WHAT THIS TASK INVOLVES →
Every record here must be copied exactly, except for the images it holds.

##### TASK DATA #####

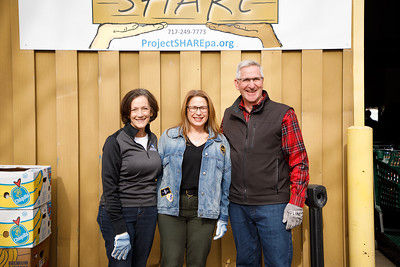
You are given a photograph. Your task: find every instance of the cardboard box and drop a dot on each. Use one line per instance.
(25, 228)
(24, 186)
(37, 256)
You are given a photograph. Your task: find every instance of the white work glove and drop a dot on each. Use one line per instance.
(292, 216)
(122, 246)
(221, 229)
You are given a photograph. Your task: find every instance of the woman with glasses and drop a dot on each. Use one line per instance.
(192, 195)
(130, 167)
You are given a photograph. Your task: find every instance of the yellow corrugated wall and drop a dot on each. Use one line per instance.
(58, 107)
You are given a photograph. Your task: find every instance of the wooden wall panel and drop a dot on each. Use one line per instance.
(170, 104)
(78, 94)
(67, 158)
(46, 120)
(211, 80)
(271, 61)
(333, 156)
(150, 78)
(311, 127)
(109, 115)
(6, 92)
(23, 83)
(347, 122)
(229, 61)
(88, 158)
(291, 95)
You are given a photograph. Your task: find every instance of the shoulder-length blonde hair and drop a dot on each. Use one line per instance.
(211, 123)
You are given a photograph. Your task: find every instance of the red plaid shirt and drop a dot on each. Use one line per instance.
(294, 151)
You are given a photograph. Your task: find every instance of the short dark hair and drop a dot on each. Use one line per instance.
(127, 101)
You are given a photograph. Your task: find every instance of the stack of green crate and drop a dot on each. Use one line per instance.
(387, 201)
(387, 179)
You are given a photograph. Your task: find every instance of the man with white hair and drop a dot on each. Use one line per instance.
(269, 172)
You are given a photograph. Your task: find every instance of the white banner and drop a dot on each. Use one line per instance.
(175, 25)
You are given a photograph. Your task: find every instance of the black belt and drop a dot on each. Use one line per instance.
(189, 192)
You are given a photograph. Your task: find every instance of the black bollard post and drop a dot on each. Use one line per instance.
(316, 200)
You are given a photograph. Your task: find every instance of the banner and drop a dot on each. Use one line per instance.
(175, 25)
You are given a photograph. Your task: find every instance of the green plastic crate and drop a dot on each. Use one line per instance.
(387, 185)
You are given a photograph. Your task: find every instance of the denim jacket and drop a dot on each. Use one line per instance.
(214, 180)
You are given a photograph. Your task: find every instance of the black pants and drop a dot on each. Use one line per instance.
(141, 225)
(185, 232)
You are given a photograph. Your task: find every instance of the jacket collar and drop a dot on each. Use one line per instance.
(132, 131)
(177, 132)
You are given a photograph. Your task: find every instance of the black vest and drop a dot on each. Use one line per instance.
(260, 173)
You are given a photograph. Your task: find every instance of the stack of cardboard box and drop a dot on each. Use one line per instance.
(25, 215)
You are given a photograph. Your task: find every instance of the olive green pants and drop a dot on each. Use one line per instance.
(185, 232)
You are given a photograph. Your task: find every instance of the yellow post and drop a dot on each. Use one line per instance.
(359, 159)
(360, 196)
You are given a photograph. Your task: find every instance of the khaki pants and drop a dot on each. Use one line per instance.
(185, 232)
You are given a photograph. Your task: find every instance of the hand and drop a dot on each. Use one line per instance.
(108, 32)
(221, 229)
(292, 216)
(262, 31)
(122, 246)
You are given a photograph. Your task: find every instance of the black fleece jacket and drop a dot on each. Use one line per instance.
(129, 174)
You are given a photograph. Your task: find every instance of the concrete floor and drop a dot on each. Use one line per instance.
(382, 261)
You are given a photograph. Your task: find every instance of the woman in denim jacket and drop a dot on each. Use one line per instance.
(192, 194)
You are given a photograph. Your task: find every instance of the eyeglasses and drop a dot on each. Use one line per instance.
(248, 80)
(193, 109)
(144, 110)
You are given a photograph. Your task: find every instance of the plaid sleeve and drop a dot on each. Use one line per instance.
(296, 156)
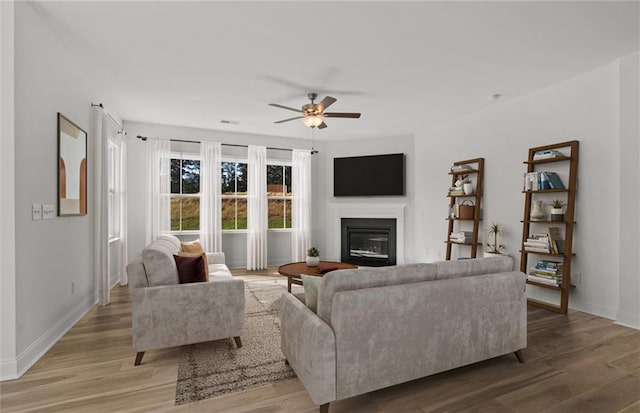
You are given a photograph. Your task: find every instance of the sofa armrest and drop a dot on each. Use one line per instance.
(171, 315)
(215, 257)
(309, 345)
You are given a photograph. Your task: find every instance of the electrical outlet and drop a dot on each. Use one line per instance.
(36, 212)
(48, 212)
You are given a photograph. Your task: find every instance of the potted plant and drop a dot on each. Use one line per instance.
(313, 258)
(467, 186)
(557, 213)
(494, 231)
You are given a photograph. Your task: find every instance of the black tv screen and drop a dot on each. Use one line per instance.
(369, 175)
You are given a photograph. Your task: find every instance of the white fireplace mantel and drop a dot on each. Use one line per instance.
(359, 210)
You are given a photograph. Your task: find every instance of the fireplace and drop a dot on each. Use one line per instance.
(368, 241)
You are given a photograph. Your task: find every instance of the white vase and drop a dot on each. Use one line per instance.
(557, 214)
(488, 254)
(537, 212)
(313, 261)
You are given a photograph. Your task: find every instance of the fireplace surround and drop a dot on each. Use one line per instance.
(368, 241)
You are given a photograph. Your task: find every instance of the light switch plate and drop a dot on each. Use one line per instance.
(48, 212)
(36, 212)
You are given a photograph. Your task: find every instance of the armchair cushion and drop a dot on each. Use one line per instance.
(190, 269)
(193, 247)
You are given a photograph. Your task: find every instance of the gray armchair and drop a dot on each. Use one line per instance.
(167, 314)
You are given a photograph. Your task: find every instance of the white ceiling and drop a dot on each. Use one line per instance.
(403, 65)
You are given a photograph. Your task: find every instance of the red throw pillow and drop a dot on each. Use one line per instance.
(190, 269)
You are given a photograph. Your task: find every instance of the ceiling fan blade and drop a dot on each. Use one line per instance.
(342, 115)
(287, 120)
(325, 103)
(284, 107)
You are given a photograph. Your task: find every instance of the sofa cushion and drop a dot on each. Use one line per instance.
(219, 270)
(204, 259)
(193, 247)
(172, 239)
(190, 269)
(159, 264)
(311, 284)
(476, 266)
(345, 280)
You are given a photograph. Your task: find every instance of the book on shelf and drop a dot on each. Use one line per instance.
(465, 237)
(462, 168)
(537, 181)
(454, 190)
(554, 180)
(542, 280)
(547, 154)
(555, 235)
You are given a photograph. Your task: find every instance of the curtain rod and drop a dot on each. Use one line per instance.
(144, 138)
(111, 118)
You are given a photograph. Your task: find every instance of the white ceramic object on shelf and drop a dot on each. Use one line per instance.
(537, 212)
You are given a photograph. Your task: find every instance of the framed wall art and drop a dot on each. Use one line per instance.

#####

RESPONSE TO THIS TASK →
You are given a photograph. Your task: find every instance of the cardboard box and drop a dot on each. Use one line per instance.
(25, 228)
(24, 186)
(37, 256)
You are given a photograph. Your task: find every instance of the white work glove and drop a dot on each. Use one line per instance.
(292, 216)
(122, 246)
(221, 229)
You are given a photograph. Your task: find every instance of the woman with glasses and drop a dot on each. Use one line per instance.
(192, 195)
(130, 167)
You are given a photograph. Your task: find every instance of the yellow corrugated wall and drop a dot on each. Use one line per instance.
(58, 107)
You are given a photograph. Your task: find every instance of the wooden wall panel and drop a dot on each. Use one line per instance.
(170, 104)
(78, 94)
(67, 158)
(46, 120)
(211, 80)
(271, 61)
(333, 156)
(150, 78)
(311, 127)
(109, 115)
(6, 92)
(23, 83)
(347, 122)
(229, 61)
(88, 158)
(291, 95)
You are given a photograph. Your task: find every instance of the shoulder-length blonde hair and drop a dot on each. Use one line per instance.
(211, 123)
You are given a photograph. Your task: find every instance of the red plaid shirt and drop a dot on each. Use one line per instance.
(294, 151)
You are given a photograph. Your task: find every instance of the short dark hair and drop a dot on each. Use one line per instance.
(127, 101)
You are given a photograph. Your task: find every instance of the stack of green crate and drop a dot on each. Use one line per instance.
(387, 201)
(387, 179)
You are given a photograph. Your task: find every instance of the man with white hair and drop a dot on each. Use one line per instance.
(269, 172)
You are given a photograph. Your task: find every instance of the white banner and drop a dot on each. Use one line per instance.
(175, 25)
You are given a photograph. Your task: find every instance of the black belt and drop a dot on each. Use one line per instance.
(189, 192)
You are given a photograph. Your task: find every instance of the black bollard post and drop a dot on each. Use one line per instance.
(316, 200)
You are given a photograph. Your task: find every instance of the banner and drop a dot on each. Use one line per instance.
(175, 25)
You are given a photograph. Your task: find every instance of the green plastic crate and drop a dot on each. Use one line per instance.
(387, 185)
You are given a photograph. Your task: find every instance of the denim jacket and drop a dot on each. Use one line per instance.
(214, 180)
You are given a photograph. Your task: find every instance of the black pants and drop a dot on each. Use one line per instance.
(141, 225)
(185, 232)
You are given a photograph. Your task: find every instance of the jacket collar and drop a dot on each. Use one line per instance.
(132, 131)
(177, 132)
You are given a photograph. Your task: find every instance of the black vest and drop a dot on each. Use one line per instance.
(260, 173)
You are given a photograph. Your task: find every instance of the stack of cardboard box and drop a dot on each. Use one line per instance.
(25, 215)
You are given a photograph. Your task: find every instance of the olive green pants and drop a dot on each. Use one line per instance.
(185, 232)
You are given a photograph. Your task: find every instance of the yellow post and drop a dot on each. Use one line per instance.
(359, 159)
(360, 196)
You are given a photograph. Your task: find every instance of the khaki pants and drop a dot on each. Use one line per instance.
(185, 232)
You are given a photograph. Your task: find every instance of the hand and drop a dot on each. Use one line per instance.
(108, 32)
(221, 229)
(292, 216)
(262, 31)
(122, 246)
You are given a photograph. Your task: find every instance of the black fleece jacket and drop a dot on each. Use one line per instance.
(129, 174)
You are given a photograph. Your task: find every instance of the concrete floor and drop a dot on each. Use one line per instance.
(382, 261)
You are given a photograph. Your task: find every instance of the woman in denim jacket and drop a dot on each. Use one line per instance.
(192, 194)
You are given a photograph. Your task: find every instance of the eyeglasses and drop a dot on each. Use one line per instance.
(248, 80)
(193, 109)
(144, 110)
You are given a photograph. Your task: find every instance of the plaid sleeve and drop a dot on each. Use one line per instance.
(296, 156)
You are given a photograph. Your task: find every instance of the sofa armrest and drop a dot on each. Use one line per instance.
(171, 315)
(215, 257)
(309, 345)
You are given a photograph. Your task: find every instance of the electrical outlet and drop a dot on each. Use one line per instance.
(36, 212)
(48, 212)
You are given a photograph. Your task: find every instance of the potted plant and drop a dot on each. Use one line per instance.
(313, 258)
(467, 186)
(557, 213)
(494, 231)
You are given a photograph. Your task: find every instance of the black tv screen and drop a dot on each. Use one line per instance.
(369, 175)
You are given a photograph. Your task: find every instance of the white fireplace mantel and drop a dot on each. Use one line per instance.
(359, 210)
You are given a photograph. Your task: find every instance of the fireplace and drop a dot on each. Use one line per instance.
(368, 241)
You are given a photograph. Your task: find every instance of the white vase and drop a dot on each. Use one line per instance.
(557, 214)
(488, 254)
(537, 212)
(313, 261)
You are given a photograph. Your task: find every instance of the fireplace surround and drop a dot on each. Use one line per instance.
(368, 241)
You are given a photograph. Your task: find every instance of the light switch plate and drop a dot on each. Use one line per instance.
(48, 212)
(36, 212)
You are given a photograph. Your task: find every instance of the armchair cushion and drop a dot on each. Use one line per instance.
(190, 269)
(193, 247)
You are given a photograph. Your task: find every instance of the gray armchair and drop a dot on each. Use one line per instance.
(167, 314)
You are given a photograph. Your task: find every instance of the white ceiling and drop a dot on each. Use one line per instance.
(403, 65)
You are given a photograph. Your task: find every instance of the red throw pillow and drop a dot on each. Use one line per instance.
(190, 269)
You are given a photograph. Your task: find every instance of the ceiling fan blade and drop a dot on each. Use one line per instance.
(342, 115)
(287, 120)
(325, 103)
(284, 107)
You are given a photograph. Your task: find every instance of the sofa cushion and drop a dot on each. Use one line per instance.
(219, 270)
(204, 259)
(193, 247)
(172, 239)
(190, 269)
(159, 264)
(311, 284)
(476, 266)
(345, 280)
You are given a photograph. Your task: find every instance of the book on shelf and drop a dot on each. Use one line per instance.
(465, 237)
(462, 168)
(537, 181)
(454, 190)
(554, 180)
(542, 280)
(547, 154)
(555, 235)
You are given a photograph. Your task: find every instance of the curtain rod and drop a dot on each. Use one line per instance.
(144, 138)
(111, 118)
You are given a photograph. Your task: find every instance of the white ceramic object on shelf and drop a dot on each. Use one line per instance.
(537, 212)
You are given a photograph. Your task: find every instance of the framed wall art and drop a dot on each. Use one line per instance.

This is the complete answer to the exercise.